▶ **SET PROBLEM**
Can you arrange every line of the entries below as a Markdown table with two columns, Row for the row number and Text for the line, leaving out any blank lines?

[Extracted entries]

____

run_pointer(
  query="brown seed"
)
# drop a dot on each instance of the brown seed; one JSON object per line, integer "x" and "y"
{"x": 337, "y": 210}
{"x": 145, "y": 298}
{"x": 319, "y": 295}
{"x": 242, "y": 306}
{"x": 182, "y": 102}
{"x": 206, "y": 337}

____

▶ **OUTPUT**
| Row | Text |
|---|---|
| 1 | run_pointer( |
| 2 |   query="brown seed" |
| 3 | ) |
| 4 | # drop a dot on each instance of the brown seed; one JSON object per line, integer "x" and "y" |
| 5 | {"x": 337, "y": 210} |
| 6 | {"x": 145, "y": 298} |
| 7 | {"x": 319, "y": 295} |
| 8 | {"x": 242, "y": 306} |
| 9 | {"x": 182, "y": 102} |
| 10 | {"x": 206, "y": 337} |